The records below must be transcribed exactly, with each picture left out.

***** DATA

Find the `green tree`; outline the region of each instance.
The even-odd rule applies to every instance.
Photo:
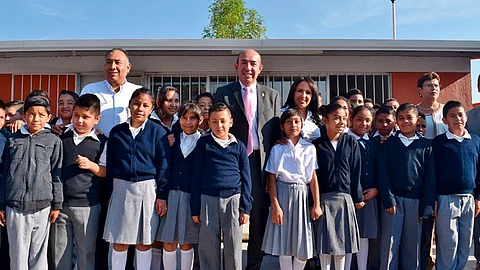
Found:
[[[266,38],[262,15],[246,8],[243,0],[215,0],[208,11],[210,24],[203,28],[202,38]]]

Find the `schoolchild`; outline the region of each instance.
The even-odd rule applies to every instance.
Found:
[[[373,137],[382,141],[388,138],[396,126],[395,110],[391,106],[382,106],[375,113],[375,133]]]
[[[168,180],[168,212],[162,218],[157,240],[163,242],[163,265],[166,270],[177,269],[177,245],[180,245],[181,269],[192,269],[193,244],[198,243],[200,226],[193,222],[190,193],[195,146],[200,138],[202,111],[194,102],[184,104],[179,112],[182,133],[174,134],[170,149],[170,178]]]
[[[267,221],[262,250],[279,256],[282,270],[303,270],[307,259],[313,257],[312,219],[322,214],[315,147],[300,137],[302,123],[299,110],[283,112],[280,125],[288,141],[272,148],[265,168],[269,173],[271,222]],[[313,198],[310,211],[309,191]]]
[[[156,111],[152,112],[150,119],[164,126],[169,133],[181,133],[177,121],[177,112],[180,107],[180,94],[173,86],[163,86],[158,89],[155,100]]]
[[[60,136],[64,202],[50,230],[55,269],[73,269],[74,245],[78,269],[95,269],[107,141],[107,137],[95,132],[99,120],[100,100],[93,94],[85,94],[73,107],[72,124]]]
[[[418,119],[417,123],[417,132],[420,133],[420,135],[425,136],[425,132],[427,131],[427,118],[425,114],[418,112],[418,116],[420,116],[420,119]]]
[[[472,245],[473,219],[480,212],[480,138],[465,129],[467,113],[458,101],[445,104],[443,122],[448,125],[447,132],[432,142],[437,191],[435,267],[464,269]]]
[[[345,254],[359,249],[359,230],[355,208],[362,208],[361,151],[358,142],[344,132],[347,111],[340,104],[325,107],[326,136],[313,141],[316,148],[323,215],[314,222],[316,252],[322,269],[344,269]]]
[[[190,207],[200,223],[200,268],[221,269],[223,235],[224,269],[242,269],[242,225],[252,209],[252,183],[245,145],[228,131],[230,109],[222,103],[210,108],[210,135],[195,149]]]
[[[166,130],[148,119],[152,91],[135,90],[131,117],[110,131],[107,181],[113,189],[103,238],[113,243],[112,269],[125,269],[127,249],[136,246],[136,269],[150,269],[159,217],[167,213],[169,147]]]
[[[418,110],[396,111],[399,131],[379,146],[377,179],[382,201],[381,269],[419,267],[422,219],[435,202],[435,161],[430,141],[416,132]]]
[[[53,133],[61,135],[64,128],[72,121],[73,107],[78,99],[78,94],[62,90],[58,96],[58,117],[52,118],[48,123],[52,127]]]
[[[359,142],[362,153],[362,185],[363,201],[365,206],[356,211],[358,227],[360,230],[360,249],[356,254],[358,270],[367,269],[369,239],[377,238],[378,230],[378,204],[376,195],[378,193],[375,179],[375,158],[378,150],[378,141],[369,136],[373,122],[372,109],[365,106],[353,108],[351,115],[352,128],[348,135]],[[346,267],[350,269],[351,254],[347,254]]]
[[[213,106],[214,98],[211,93],[204,92],[195,97],[195,101],[198,103],[198,106],[200,106],[200,109],[202,109],[203,121],[200,123],[198,129],[200,133],[204,134],[210,131],[210,128],[208,127],[208,111]]]
[[[26,124],[9,135],[0,183],[0,225],[7,227],[11,269],[47,269],[50,223],[63,202],[62,141],[44,126],[49,100],[25,101]]]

**********

**FINISHED EXERCISE**:
Find the `green tree`; outline the region of each instance.
The even-odd rule applies to every instance.
Photo:
Found:
[[[266,38],[262,15],[246,8],[243,0],[215,0],[208,11],[210,24],[203,28],[202,38]]]

Find the `schoolchild`; outline the region of each instance.
The even-odd rule applies to every instance.
Found:
[[[373,137],[382,141],[388,138],[396,126],[395,110],[391,106],[382,106],[375,113],[375,133]]]
[[[168,180],[168,212],[162,218],[157,240],[163,242],[163,265],[166,270],[177,269],[177,245],[180,245],[181,269],[192,269],[193,244],[198,243],[200,226],[193,222],[190,193],[195,146],[200,138],[202,111],[194,102],[184,104],[179,112],[182,133],[174,134],[170,149],[170,178]]]
[[[267,221],[262,250],[279,256],[282,270],[303,270],[307,259],[313,257],[312,219],[322,214],[315,147],[300,137],[302,123],[299,110],[283,112],[280,125],[288,141],[272,148],[265,168],[269,173],[271,222]],[[313,198],[310,211],[309,191]]]
[[[156,111],[152,112],[150,119],[164,126],[169,133],[181,133],[177,121],[177,112],[180,107],[180,94],[173,86],[163,86],[158,89],[155,100]]]
[[[60,136],[64,202],[50,230],[55,269],[73,269],[74,245],[78,269],[95,269],[107,141],[107,137],[95,132],[99,120],[100,100],[93,94],[85,94],[73,107],[72,124]]]
[[[418,119],[417,123],[417,132],[420,133],[420,135],[425,136],[425,132],[427,131],[427,118],[425,114],[418,112],[418,116],[420,116],[420,119]]]
[[[472,245],[473,219],[480,212],[480,138],[465,129],[467,113],[458,101],[445,104],[443,122],[448,125],[447,132],[432,142],[437,191],[435,267],[464,269]]]
[[[345,254],[359,249],[359,230],[355,208],[362,208],[361,151],[358,142],[344,132],[347,111],[340,104],[325,107],[326,136],[313,141],[316,148],[323,215],[314,222],[316,252],[322,269],[344,269]]]
[[[190,207],[200,223],[200,268],[221,269],[223,235],[224,269],[242,269],[242,225],[252,209],[252,183],[245,145],[228,131],[230,109],[222,103],[210,108],[210,135],[195,149]]]
[[[166,130],[148,119],[152,91],[135,90],[131,117],[110,131],[107,181],[113,189],[103,238],[113,243],[112,269],[125,269],[127,249],[136,246],[136,269],[150,269],[159,217],[167,213],[169,147]]]
[[[418,110],[396,111],[399,131],[379,146],[377,179],[382,201],[381,269],[419,267],[422,219],[435,202],[435,161],[430,141],[416,132]]]
[[[53,133],[61,135],[64,128],[72,121],[73,107],[78,99],[78,94],[62,90],[58,96],[58,117],[52,118],[48,123],[52,127]]]
[[[359,142],[362,153],[362,185],[363,201],[365,206],[356,211],[358,227],[360,230],[360,249],[356,254],[358,270],[367,269],[369,239],[377,238],[378,230],[378,204],[376,195],[378,193],[375,179],[375,158],[378,150],[378,141],[369,136],[373,122],[372,109],[365,106],[353,108],[351,115],[352,128],[348,135]],[[346,267],[350,269],[351,254],[347,254]]]
[[[213,106],[214,98],[211,93],[204,92],[195,97],[195,101],[198,103],[198,106],[200,106],[200,109],[202,109],[203,121],[200,123],[198,129],[200,133],[204,134],[210,131],[210,128],[208,127],[208,111]]]
[[[26,124],[9,135],[0,183],[0,225],[7,227],[11,269],[47,269],[50,223],[63,202],[62,141],[44,126],[49,100],[25,101]]]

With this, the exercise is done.